Problem requirements: Find every line in the records below that contains the string "illuminated", and copy each one in full. Matches must have the same upper and lower case.

Exercise input:
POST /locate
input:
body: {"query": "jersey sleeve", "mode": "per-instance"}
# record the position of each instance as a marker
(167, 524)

---

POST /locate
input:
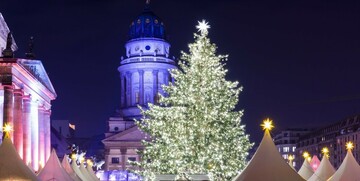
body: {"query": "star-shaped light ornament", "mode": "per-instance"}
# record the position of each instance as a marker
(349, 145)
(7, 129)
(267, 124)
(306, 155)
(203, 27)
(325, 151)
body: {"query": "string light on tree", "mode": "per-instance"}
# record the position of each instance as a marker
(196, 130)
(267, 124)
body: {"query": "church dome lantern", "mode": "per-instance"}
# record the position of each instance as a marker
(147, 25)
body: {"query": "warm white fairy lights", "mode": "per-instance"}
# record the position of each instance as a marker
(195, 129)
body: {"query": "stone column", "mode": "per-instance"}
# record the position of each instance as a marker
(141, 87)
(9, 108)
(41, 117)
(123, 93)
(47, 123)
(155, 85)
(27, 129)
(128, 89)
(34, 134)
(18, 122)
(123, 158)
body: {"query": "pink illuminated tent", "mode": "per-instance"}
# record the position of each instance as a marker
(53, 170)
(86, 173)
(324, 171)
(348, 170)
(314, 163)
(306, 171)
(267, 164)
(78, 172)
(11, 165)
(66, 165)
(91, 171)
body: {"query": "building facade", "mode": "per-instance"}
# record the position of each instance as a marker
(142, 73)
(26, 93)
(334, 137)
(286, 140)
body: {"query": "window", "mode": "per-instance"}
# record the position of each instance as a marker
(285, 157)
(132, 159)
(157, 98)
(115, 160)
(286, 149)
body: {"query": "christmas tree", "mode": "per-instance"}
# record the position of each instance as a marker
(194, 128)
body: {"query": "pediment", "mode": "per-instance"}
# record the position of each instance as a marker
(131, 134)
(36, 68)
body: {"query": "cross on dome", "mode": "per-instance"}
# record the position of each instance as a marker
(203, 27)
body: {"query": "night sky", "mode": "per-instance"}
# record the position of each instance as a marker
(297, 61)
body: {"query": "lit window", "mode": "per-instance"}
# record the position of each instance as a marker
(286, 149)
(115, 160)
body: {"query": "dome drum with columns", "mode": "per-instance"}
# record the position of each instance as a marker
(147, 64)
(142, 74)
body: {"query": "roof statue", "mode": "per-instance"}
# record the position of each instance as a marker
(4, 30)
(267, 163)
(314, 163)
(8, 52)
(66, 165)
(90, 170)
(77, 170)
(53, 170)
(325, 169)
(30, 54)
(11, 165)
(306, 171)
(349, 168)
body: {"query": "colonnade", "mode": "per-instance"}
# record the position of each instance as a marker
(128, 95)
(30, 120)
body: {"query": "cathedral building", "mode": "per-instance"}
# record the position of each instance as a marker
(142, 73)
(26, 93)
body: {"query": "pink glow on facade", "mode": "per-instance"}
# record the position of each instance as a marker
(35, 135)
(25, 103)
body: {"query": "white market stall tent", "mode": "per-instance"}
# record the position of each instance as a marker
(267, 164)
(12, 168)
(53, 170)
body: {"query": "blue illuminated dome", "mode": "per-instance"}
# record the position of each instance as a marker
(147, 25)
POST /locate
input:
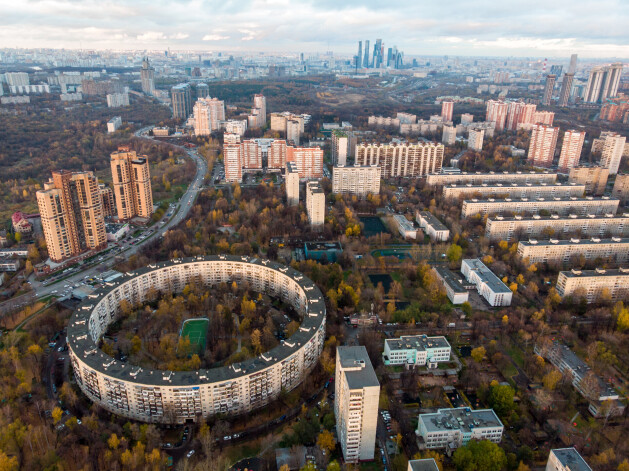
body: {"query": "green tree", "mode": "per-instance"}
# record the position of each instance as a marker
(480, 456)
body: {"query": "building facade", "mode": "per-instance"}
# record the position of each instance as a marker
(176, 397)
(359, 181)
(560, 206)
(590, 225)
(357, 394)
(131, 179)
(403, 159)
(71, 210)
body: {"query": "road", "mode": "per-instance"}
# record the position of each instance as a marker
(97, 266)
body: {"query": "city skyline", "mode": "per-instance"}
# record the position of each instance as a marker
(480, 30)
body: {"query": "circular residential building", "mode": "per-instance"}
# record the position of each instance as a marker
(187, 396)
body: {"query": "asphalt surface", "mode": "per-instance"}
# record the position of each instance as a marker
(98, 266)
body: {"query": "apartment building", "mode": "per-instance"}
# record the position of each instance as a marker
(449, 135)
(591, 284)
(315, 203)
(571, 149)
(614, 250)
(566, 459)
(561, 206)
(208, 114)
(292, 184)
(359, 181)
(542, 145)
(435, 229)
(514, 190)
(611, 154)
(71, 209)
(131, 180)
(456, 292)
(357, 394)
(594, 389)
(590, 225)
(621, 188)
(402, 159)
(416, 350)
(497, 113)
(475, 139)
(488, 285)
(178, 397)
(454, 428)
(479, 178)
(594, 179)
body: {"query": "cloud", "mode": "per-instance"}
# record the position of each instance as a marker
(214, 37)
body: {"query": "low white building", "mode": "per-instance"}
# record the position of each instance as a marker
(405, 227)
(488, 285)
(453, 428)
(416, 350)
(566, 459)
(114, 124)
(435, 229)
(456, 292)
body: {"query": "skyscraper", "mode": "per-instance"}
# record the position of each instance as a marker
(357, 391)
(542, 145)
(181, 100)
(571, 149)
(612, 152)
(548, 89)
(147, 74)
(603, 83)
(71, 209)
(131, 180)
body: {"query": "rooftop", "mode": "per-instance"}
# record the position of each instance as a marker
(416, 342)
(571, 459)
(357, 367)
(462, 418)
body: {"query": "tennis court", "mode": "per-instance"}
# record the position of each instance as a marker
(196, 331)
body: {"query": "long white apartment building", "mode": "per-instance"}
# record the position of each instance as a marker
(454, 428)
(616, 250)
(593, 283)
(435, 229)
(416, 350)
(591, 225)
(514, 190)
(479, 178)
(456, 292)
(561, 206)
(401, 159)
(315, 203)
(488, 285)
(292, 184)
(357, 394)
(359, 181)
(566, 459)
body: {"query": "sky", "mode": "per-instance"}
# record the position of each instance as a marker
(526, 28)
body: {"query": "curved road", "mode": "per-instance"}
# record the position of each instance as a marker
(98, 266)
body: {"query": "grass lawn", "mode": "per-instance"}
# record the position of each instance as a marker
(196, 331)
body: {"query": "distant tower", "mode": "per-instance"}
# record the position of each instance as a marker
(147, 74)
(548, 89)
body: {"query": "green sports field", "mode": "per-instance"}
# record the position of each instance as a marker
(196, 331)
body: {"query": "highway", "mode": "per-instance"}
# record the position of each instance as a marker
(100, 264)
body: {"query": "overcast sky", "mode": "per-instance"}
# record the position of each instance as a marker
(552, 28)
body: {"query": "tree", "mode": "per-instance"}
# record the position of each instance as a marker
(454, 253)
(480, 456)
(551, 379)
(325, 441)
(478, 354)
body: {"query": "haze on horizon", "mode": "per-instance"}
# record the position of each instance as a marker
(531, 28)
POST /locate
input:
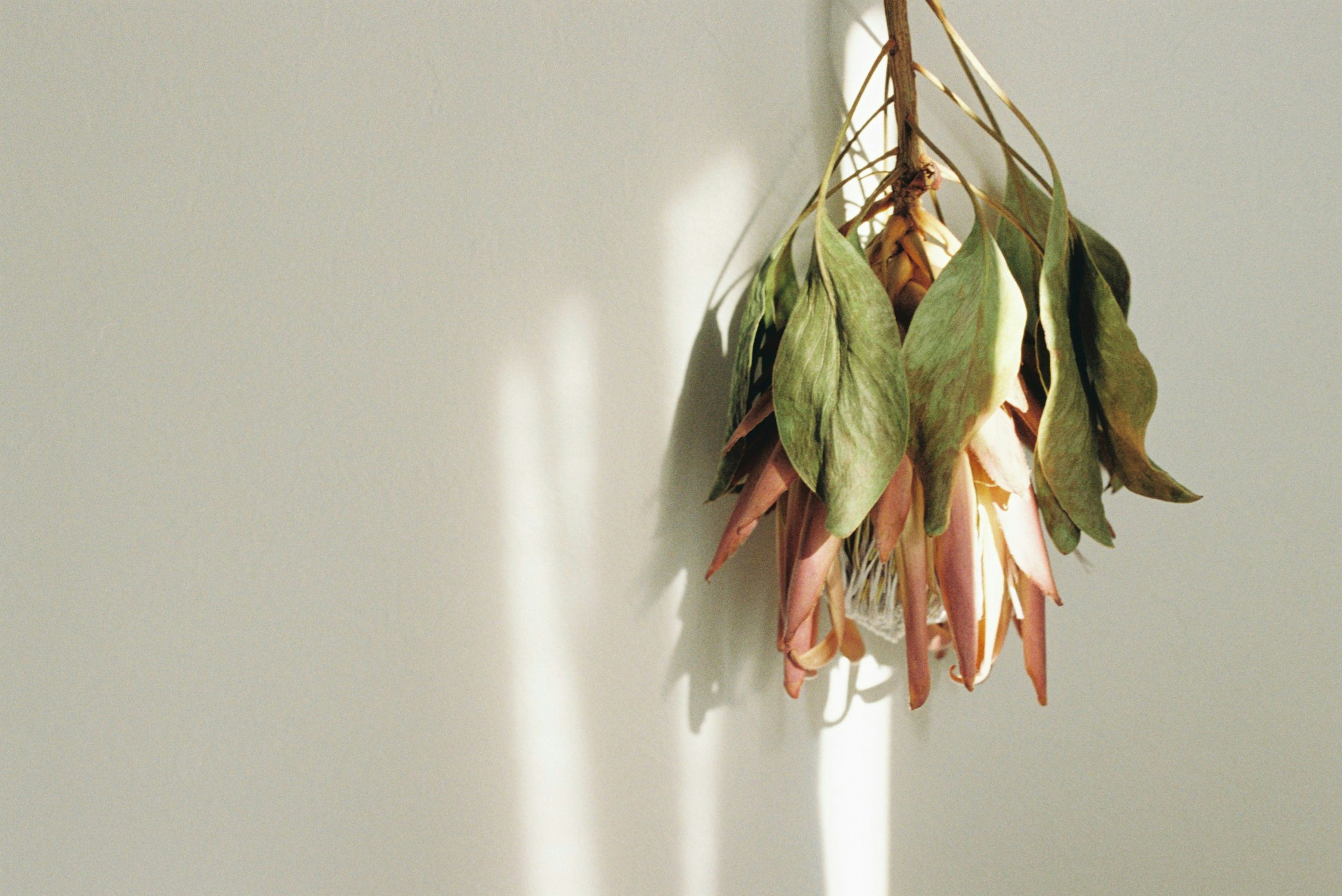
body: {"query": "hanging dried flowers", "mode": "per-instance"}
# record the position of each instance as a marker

Answer in full:
body: {"query": "pink illuminated tent", "mode": "per-instance"}
body: {"query": "blue illuminated dome", "mode": "per-instance"}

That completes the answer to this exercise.